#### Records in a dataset
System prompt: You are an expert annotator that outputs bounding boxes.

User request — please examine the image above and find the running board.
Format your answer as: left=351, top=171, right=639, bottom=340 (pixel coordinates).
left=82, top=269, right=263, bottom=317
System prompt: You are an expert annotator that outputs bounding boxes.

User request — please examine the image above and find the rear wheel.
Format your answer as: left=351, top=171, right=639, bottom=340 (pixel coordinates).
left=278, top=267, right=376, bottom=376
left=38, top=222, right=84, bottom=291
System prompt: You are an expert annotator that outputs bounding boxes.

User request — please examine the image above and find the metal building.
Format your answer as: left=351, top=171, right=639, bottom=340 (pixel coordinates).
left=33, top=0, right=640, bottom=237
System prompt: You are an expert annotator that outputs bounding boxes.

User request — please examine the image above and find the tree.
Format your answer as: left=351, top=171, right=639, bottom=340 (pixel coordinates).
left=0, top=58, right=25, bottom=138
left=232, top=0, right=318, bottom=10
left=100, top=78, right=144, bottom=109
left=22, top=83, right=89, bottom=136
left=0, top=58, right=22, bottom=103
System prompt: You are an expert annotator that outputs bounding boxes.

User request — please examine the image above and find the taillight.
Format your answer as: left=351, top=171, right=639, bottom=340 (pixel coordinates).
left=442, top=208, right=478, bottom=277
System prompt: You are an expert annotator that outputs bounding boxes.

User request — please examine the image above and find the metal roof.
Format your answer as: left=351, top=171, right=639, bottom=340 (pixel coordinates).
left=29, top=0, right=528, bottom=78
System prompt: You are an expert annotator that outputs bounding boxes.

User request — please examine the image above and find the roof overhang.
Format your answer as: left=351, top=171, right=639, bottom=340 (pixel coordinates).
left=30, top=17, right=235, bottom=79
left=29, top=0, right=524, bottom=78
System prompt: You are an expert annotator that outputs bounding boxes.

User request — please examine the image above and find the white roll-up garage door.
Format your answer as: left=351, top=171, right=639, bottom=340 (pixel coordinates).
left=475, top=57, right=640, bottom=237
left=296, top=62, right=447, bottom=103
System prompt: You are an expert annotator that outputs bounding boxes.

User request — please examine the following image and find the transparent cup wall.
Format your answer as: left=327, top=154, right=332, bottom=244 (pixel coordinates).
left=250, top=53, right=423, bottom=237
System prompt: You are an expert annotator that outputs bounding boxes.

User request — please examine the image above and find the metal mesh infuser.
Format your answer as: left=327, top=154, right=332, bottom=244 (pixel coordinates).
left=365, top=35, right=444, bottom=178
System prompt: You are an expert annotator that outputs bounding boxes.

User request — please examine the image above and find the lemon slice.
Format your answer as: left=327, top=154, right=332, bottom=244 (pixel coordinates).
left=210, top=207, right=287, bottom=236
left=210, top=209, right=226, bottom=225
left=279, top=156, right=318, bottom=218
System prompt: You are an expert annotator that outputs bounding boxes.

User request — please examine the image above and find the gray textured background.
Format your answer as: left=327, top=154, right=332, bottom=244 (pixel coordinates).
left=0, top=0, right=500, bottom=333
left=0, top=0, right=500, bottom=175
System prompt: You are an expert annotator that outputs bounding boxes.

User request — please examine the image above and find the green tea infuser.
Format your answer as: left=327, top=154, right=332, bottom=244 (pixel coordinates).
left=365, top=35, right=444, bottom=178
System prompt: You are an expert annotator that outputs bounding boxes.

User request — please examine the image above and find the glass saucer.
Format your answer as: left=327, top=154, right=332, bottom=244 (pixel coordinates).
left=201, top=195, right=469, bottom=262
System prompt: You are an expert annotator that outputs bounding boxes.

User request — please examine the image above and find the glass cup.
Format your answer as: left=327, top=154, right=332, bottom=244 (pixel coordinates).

#### DIRECTION
Which of the lines above contain the word "glass"? Extract each of them.

#### EXERCISE ANSWER
User request — please examine the image above and find the glass saucer.
User request — please examine the image above and find the glass cup.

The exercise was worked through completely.